> What you should do
A word-for-word transcript of the closing lines is required: from the one with "Could you identify the black and white checkered" through the final line of the data.

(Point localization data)
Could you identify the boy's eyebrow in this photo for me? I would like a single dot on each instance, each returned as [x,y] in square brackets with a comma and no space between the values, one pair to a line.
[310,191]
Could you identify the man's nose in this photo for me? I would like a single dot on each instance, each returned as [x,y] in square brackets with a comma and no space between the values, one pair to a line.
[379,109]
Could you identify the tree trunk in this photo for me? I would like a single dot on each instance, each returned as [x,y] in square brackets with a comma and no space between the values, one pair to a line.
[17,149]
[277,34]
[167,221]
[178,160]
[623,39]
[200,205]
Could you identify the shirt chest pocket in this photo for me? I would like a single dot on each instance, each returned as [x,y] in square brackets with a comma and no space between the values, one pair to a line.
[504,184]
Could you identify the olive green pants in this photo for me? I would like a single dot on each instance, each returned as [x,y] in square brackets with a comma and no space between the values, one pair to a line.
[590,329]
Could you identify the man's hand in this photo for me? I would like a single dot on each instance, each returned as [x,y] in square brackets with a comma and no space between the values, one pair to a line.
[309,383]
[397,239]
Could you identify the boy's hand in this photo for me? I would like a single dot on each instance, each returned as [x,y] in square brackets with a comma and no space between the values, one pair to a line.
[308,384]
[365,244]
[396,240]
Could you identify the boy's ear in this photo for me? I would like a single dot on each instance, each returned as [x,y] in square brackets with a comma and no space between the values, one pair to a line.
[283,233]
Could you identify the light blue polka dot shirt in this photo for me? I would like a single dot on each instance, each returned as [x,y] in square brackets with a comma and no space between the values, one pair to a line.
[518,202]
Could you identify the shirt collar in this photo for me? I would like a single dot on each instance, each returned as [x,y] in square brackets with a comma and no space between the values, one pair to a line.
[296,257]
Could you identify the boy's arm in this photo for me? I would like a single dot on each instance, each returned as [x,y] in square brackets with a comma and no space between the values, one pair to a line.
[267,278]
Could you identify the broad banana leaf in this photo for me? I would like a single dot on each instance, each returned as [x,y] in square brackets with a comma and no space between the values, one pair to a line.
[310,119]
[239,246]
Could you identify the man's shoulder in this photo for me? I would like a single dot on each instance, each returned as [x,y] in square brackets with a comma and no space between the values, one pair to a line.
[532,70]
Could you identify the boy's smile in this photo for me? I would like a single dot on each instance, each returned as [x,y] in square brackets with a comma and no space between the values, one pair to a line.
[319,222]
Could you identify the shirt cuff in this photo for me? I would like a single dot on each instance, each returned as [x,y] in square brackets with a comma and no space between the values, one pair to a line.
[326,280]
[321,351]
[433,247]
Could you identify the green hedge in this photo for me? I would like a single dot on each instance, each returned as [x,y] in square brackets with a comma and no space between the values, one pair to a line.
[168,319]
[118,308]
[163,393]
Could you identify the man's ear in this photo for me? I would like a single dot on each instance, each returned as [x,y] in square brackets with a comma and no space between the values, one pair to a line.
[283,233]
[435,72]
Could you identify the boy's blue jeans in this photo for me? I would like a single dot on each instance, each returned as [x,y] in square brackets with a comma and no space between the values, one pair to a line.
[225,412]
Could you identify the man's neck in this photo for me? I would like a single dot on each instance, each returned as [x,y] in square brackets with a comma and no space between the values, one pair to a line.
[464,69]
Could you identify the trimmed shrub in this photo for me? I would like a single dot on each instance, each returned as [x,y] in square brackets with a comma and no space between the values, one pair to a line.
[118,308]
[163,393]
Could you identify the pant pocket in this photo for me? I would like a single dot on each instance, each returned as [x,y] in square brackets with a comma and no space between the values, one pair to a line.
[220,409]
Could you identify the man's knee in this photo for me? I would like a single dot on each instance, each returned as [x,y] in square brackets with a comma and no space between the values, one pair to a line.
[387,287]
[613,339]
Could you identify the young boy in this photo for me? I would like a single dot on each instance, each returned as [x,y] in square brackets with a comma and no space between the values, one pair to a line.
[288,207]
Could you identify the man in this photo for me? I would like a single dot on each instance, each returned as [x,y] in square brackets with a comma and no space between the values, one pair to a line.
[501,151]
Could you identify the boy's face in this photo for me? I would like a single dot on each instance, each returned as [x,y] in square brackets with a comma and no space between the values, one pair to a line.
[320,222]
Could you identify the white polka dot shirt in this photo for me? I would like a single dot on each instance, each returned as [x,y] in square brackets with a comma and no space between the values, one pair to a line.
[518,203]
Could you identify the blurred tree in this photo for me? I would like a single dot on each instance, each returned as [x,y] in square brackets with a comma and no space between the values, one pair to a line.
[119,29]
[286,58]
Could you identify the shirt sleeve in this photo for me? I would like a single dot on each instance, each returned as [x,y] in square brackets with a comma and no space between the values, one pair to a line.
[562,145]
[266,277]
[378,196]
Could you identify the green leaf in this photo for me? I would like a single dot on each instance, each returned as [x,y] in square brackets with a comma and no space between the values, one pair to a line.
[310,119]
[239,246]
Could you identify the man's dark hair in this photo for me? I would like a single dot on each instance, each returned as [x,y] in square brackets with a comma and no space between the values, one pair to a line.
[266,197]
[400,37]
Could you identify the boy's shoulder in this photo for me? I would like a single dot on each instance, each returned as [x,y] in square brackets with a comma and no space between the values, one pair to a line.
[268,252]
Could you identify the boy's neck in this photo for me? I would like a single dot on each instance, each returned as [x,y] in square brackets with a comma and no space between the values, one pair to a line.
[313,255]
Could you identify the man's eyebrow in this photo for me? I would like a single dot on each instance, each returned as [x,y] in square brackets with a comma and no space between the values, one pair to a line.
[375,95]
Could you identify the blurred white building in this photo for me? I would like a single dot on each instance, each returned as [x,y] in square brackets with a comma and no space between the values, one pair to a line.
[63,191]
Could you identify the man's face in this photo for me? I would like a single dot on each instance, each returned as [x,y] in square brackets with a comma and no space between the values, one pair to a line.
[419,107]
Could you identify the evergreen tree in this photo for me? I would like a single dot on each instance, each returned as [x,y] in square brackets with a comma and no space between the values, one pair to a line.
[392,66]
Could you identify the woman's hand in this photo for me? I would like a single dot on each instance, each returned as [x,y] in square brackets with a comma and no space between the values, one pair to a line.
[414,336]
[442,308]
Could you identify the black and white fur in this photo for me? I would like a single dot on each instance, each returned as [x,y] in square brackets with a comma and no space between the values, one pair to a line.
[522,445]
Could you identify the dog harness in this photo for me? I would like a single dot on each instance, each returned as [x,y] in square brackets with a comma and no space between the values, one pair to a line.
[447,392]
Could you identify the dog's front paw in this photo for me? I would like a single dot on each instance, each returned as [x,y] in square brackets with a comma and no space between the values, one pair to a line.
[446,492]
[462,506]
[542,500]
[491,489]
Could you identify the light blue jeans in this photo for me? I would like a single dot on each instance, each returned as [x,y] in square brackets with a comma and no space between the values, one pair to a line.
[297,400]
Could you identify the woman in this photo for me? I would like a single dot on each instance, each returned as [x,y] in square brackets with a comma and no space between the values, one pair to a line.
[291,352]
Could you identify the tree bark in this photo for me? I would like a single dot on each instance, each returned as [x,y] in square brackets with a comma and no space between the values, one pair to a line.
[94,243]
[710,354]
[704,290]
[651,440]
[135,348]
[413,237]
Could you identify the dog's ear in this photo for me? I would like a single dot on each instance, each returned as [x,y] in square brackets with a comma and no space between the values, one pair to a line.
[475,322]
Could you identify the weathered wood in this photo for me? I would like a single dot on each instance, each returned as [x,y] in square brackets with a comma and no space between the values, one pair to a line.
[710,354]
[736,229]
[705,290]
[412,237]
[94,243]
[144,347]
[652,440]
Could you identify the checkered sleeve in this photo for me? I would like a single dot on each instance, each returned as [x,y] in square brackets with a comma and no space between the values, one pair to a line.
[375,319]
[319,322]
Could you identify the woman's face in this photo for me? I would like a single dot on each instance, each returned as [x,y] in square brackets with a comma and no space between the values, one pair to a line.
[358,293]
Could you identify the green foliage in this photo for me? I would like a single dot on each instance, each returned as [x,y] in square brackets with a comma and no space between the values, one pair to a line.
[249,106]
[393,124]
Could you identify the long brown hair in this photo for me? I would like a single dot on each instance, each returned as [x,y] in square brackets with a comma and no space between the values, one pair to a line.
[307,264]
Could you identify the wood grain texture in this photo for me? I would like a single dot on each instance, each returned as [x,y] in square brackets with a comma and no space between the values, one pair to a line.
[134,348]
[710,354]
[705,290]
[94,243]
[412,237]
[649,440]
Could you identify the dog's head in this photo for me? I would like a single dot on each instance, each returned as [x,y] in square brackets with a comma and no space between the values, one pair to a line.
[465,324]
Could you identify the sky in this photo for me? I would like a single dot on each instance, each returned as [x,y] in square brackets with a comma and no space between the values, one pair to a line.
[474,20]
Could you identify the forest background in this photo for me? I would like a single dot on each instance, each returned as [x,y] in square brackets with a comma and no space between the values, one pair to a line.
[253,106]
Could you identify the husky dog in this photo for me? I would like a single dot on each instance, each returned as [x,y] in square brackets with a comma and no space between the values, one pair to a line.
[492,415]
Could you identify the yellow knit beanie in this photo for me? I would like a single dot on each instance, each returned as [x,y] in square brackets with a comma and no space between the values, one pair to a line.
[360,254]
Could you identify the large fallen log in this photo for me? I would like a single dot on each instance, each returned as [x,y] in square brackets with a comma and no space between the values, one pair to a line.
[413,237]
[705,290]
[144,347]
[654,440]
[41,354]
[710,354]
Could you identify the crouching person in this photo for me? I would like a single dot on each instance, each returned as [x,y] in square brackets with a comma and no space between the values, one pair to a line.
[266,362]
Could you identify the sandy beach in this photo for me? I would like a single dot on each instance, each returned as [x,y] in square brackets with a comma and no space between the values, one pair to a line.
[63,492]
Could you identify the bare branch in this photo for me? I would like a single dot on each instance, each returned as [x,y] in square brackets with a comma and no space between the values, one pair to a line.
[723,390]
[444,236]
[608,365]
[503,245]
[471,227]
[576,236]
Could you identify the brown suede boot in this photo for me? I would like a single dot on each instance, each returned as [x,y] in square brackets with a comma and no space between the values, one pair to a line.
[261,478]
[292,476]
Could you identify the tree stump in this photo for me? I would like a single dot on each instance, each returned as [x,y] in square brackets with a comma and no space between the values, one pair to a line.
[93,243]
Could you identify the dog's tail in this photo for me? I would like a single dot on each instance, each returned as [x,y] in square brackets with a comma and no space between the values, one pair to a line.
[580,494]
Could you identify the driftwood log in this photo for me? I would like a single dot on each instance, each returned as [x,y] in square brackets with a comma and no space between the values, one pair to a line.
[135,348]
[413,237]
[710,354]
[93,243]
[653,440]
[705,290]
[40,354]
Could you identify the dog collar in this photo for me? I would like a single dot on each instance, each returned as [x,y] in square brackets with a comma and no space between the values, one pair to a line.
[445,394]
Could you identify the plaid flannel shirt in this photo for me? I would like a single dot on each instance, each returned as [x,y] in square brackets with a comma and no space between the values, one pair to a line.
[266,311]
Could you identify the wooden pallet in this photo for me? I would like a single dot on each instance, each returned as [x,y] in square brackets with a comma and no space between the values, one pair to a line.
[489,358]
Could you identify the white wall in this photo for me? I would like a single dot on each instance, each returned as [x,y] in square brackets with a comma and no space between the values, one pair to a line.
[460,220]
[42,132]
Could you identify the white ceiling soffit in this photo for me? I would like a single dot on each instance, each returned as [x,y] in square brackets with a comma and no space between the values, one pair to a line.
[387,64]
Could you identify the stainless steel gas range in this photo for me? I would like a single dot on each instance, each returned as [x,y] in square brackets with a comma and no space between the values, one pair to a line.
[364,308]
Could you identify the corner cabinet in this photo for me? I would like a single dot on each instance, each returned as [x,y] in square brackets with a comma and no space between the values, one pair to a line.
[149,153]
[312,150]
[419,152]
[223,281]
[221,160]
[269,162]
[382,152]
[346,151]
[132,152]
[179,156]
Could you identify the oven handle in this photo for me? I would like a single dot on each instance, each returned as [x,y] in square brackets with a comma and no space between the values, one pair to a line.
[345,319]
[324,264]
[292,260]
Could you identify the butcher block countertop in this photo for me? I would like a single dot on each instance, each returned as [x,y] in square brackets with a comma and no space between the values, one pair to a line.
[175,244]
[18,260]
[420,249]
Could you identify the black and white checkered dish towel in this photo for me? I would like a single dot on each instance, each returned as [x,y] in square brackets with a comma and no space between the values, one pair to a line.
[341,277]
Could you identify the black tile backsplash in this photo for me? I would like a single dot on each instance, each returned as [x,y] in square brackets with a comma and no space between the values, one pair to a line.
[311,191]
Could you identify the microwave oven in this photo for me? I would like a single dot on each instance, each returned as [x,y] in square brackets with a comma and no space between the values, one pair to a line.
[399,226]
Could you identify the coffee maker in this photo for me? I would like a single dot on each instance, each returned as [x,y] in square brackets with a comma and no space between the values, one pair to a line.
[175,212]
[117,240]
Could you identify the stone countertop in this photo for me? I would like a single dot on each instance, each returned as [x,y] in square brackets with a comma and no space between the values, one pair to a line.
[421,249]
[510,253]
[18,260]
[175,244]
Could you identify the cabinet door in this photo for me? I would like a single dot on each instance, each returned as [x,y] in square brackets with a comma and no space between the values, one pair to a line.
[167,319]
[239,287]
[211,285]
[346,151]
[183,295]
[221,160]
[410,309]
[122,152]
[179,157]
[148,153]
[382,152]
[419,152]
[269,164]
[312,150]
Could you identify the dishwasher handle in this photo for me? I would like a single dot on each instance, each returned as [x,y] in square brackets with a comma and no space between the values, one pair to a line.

> Exercise answer
Could you identify the black and white checkered dish towel in this photo for me? I would like a single dot on each instance, each returned as [x,y] in square brackets with a comma and no space between the values, one pair to a line.
[341,277]
Could you identify the black tile backsplash in this photo for me? I would like a single dot on each instance, each returned as [x,y] in square brackets with a comma and no space between the values, one pair to a line.
[311,191]
Could you identify the microwave oven in this photo for me? I would like a single dot on each instance, each returned as [x,y] in square brackets with a comma and no space between the values, one pair to a line.
[399,226]
Could you identify the coffee maker in this photo for me? I would like a single dot on each instance, each returned as [x,y] in square brackets with a comma and no space between the values, one pair to a line.
[175,212]
[117,240]
Could you identify the stone countertop in this photo for me? I would like a single dot on each instance, each returned as [x,y] in square brackets with a comma and no space between the values, one pair to a line.
[421,249]
[510,253]
[18,260]
[175,244]
Could you identify the cabinet door in this photo for me? I would like a single dot on each instance, each returned as [x,y] in square brackets with a comma and no space between the values, one pair to a line.
[167,319]
[239,287]
[211,285]
[346,151]
[183,295]
[221,160]
[410,309]
[122,152]
[179,157]
[148,153]
[382,152]
[419,152]
[269,164]
[312,150]
Could you identify the dishwasher handle in this photo for me? I would like a single dot on each instance, each returned as [x,y] in square brackets with a comma and no space between the values, one pair to a line.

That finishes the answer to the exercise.